### [Compito]
Riprendi il resoconto dell'incontro su Sisifo e proseguilo a partire dalla sua ultima frase.

### [Estratto fornito]
Quella di Sisifo è una perenne scalata, una vana ed eterna fatica che interroga ancora oggi. Ne ha parlato Francesco Stoppa, analista membro della Scuola di psicoanalisi dei Forum del Campo lacaniano, nel secondo incontro del ciclo “I nemici dell’educazione. Prometeo, Sisifo e Narciso”, promosso dal Collegio Arcivescovile insieme a Fidae e Agesc, svoltosi mercoledì 21 febbraio nell’aula magna dell’Istituto, a Trento.
Cosa dice questa figura mitologica all’uomo moderno? È possibile scardinare la lettura che ne è sempre stata data? Per chi e per cosa vivere? Domande introduttive, poste dalla professoressa Giuseppina Coali, a cui se ne sono aggiunte altre nel corso della serata, dando vita ad un interessante dialogo-intervista con l’analista.
“Sisifo pone il tema della fatica fine a se stessa – ha esordito Stoppa -, ben diversa dall’operosità dell’artigiano che può specchiarsi nella sua opera, frutto del suo desiderio, e poi metterla in circolazione donandola. Egli è incapace di scoprire il senso del proprio operare, simile a un uomo ridotto a macchina secondo la logica del profitto, condannato a diventare egli stesso pietra: qualcosa di duro, rigido, che non suscita curiosità né domande”.

### [Dati]
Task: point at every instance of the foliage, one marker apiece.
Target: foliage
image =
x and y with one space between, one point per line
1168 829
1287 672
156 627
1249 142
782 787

### [Risposta]
Sisifo non si ferma, non alza la testa, non amplia lo sguardo verso l’orizzonte: rappresenta bene un’epoca come la nostra che non contempla soste, inquietudini, ripensamenti, e una mentalità in cui ciò che conta è l’oggi, eterno presente senza futuro – identificato nel rotolare giù e nello spingere su la pietra -, che dà l’illusione di essere liberi. Ma il rapporto tra genitori e figli mostra quanto essere bloccati dal “life is now” sia dannoso. “La nostra generazione di genitori iperprotettivi e onnipresenti ha proiettato sui figli il suo narcisismo: amano molto i figli, ma odiano la vita che è in loro, che li costringe a concepire la propria caducità. Il nostro principio vitale sta nel rigenerarci attraverso la separazione e la perdita, dunque solo accettando di non esserci, essi consentono il passaggio del testimone”.
Sisifo si basta a se stesso, rincorre il pieno, è incapace di vuoto, ma la mancanza è dimensione costitutiva dell’essere umano: “L’identità umana è un cantiere aperto, lo leggiamo nella Genesi: Dio prende materia inerte e con il suo soffio la buca, donandole la vita. Sia il linguaggio che il nostro corpo sono attraversati dal senso del vuoto: è la condizione del desiderio, ossia di ciò che ci rende umani, ma la tirannia di oggi è la soddisfazione di bisogni senza sperimentare il desiderio”.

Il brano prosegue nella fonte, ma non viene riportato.